= DIRECTION 1 =
Reproduce the rows below verbatim. Begin at the line containing "Q: Place a marker on the city" and stop after the last line of the rows.

= SELECTED TEXT =
==*==

Bright red, sweet and flavorful, strawberries are one of springs most bountiful and popular crops, and they’re a sure sign to everyone that summer is right around the corner. May is peak season for strawberries along the Crystal Coast although the season runs late April through June. Throughout the season, roadside stands and farmers market load up on the colorful berries and families can be seen at pick-your-own farms shuttling little ones from row to row filling their baskets to brim.

It’s like a family reunion every year, said Sandra Simpson of Simpson’s Farm & Berry Path in Bettie, one of the small, rural communities that make up Carteret County’s Down East region.

“People who came as children with their parents come back as adults each year. We get to see the same people over and over from all over and they always comment on how good the strawberries are,” said Sandra. “It’s very rewarding work because of that. You wouldn’t think so because farming is difficult work, but it really is so rewarding.”

The strawberry season is nostalgic for the Simpsons for another reason – it played a role in their decision in the decision to build the large stand in 2005. The family had sold their vegetables out of a smaller greenhouse and each day during strawberry season, Sandra, who then worked full-time, would bake her popular low sugar strawberry cream pies each evening in the family home.

“We got to the point where we were sold out by 11am each morning, I couldn’t make enough to last through the day,” said Sandra.

So the family took a leap of faith, building their larger building and broadening their offering of homemade goods. Now, along with the strawberry pies, shoppers will find chocolate dream bars, pecan pie bars, ginger cookies, tomato pies and yeast rolls.

==*==

= DIRECTION 2 =
Extend the article on strawberry season at Simpson's Farm & Berry Path, picking up after its final sentence.

==*==

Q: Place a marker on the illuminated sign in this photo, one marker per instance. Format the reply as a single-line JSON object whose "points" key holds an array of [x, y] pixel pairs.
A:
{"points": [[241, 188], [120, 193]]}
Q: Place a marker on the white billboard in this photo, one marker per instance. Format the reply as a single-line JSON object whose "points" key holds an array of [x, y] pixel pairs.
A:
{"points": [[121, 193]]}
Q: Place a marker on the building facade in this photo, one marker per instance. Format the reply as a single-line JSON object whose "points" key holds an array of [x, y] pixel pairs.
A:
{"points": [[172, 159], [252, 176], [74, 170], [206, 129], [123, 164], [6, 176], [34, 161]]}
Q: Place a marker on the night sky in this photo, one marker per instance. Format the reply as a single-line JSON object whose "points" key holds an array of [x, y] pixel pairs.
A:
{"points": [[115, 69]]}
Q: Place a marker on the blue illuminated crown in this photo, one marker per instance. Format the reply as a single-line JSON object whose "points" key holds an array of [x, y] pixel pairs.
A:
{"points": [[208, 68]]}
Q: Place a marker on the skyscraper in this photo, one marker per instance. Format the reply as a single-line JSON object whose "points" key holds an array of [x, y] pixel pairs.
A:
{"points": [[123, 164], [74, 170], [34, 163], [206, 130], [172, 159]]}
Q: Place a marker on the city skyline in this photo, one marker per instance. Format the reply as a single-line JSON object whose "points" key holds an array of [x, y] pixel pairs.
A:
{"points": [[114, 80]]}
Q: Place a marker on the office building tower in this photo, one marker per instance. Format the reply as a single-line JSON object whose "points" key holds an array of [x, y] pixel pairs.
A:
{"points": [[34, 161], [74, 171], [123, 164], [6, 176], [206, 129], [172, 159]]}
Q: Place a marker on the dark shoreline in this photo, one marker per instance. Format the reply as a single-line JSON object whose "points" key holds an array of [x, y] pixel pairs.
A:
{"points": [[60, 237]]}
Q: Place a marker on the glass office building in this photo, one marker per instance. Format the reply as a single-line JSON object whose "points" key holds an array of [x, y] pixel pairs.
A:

==*==

= RESPONSE 1 =
Q: Place a marker on the city skyline in this photo, one marker per instance. Format the reply as a single-line JSON object whose "points" key holds an array of [x, y] pixel pairs.
A:
{"points": [[114, 80]]}
Q: Place a marker on the office building tower in this photo, one marker per instance. Format the reply as a single-line JSON object whose "points" key holds an array of [x, y] pixel pairs.
A:
{"points": [[34, 161], [74, 171], [123, 164], [6, 176], [206, 129], [172, 159]]}
Q: Place a marker on the dark shoreline in this photo, one marker per instance. Format the reply as a single-line JSON object whose "points" key holds an array of [x, y] pixel pairs.
A:
{"points": [[60, 237]]}
Q: Place a marker on the glass office building in this photo, one marker per instance. Format the reply as a single-line JSON object whose "points" key holds an array of [x, y] pixel pairs.
A:

= RESPONSE 2 =
This year, said Sandra, the family is keeping a close eye on the strawberry crop thanks to the roller coaster weather this winter. Some plants had blooms during the last cold snap, forcing her husband George to take mitigating actions in hopes to protect the plants. And while they won’t be sure how much it impacted the crop, she is sure there will be plenty for pie making season.

The United States is hands down the largest producer of strawberries in the world. In 2014 a whopping 1.3 million tons of strawberries were produced in the U.S. The second highest producer, Turkey, recorded 376,070 tons that same year, and third in line, Spain, produced 291,870 tons. While most of the strawberries found in chain grocery stores come from Florida or California, there are plenty of roadside stands and farms to purchase from directly. And the best part – they’re good for us. Packed with vitamin C, fiber and antioxidants strawberries are sodium free and low in calories. According to WebMD, the fruit can lower blood pressure, increase our good cholesterol and help protect our hearts.

When purchasing strawberries it's always a good idea to visit a local farm. Beyond the importance of supporting local growers, those bought locally will generally have a longer shelf life unlike grocery store fruit which has wasted part of it life in transit. Look out for bright red, plump yet firm berry with a fresh strawberry scent. Size and shape can vary greatly. Just be sure that there aren't many white spots and that the beautiful red color reaches all the way up through the cap. It's important to note that strawberries, like many fruits, do not continue to ripen once it is picked.

For peak freshness, it is best to leave strawberries intact and unwashed until you’re ready to use them. Experts recommend storing them in the refrigerator. It’s ideal to keep them in a single layer on a paper towel, but stacked in a moisture proof container should work fine. Line it with paper towels to help wick away any moisture and keep the strawberries fresh and dry.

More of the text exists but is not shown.